[Stored items]
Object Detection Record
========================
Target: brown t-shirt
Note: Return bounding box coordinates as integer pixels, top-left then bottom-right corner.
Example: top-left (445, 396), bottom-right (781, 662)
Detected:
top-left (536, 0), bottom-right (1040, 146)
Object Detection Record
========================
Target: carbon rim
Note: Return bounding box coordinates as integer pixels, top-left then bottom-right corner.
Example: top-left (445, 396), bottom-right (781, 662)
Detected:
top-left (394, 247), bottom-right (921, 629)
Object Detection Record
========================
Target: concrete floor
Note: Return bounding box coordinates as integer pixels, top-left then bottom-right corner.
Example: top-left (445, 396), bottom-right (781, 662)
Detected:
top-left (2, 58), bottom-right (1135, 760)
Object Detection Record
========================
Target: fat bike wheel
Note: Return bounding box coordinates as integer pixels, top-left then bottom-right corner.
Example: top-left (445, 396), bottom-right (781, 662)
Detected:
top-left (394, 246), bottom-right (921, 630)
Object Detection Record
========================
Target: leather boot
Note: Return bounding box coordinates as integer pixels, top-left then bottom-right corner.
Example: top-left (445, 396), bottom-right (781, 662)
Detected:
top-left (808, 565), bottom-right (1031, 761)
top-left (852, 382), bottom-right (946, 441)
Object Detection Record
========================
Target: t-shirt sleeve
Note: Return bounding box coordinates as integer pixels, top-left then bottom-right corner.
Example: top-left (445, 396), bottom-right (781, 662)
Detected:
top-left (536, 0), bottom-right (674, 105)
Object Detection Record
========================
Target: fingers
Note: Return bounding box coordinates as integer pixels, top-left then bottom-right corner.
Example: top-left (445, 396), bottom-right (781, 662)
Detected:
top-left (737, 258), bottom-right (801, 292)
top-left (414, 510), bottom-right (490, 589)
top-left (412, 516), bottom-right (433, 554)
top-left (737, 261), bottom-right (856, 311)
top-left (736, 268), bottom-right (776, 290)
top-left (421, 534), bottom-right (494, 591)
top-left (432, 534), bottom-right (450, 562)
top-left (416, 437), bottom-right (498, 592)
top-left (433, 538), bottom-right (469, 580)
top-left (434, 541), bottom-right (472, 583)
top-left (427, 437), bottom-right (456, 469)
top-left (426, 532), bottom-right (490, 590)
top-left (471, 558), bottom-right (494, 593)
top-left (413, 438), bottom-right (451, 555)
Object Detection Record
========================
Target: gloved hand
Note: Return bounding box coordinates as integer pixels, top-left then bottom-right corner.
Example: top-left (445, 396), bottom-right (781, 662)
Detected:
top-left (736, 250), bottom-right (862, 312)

# [Exercise]
Where the string "Target" appears in a line of the entries above, return that line.

# [Final answer]
Target: brown t-shirt
Target: carbon rim
Target: concrete floor
Target: fat bike wheel
Target: leather boot
Target: t-shirt sleeve
Target: fingers
Target: gloved hand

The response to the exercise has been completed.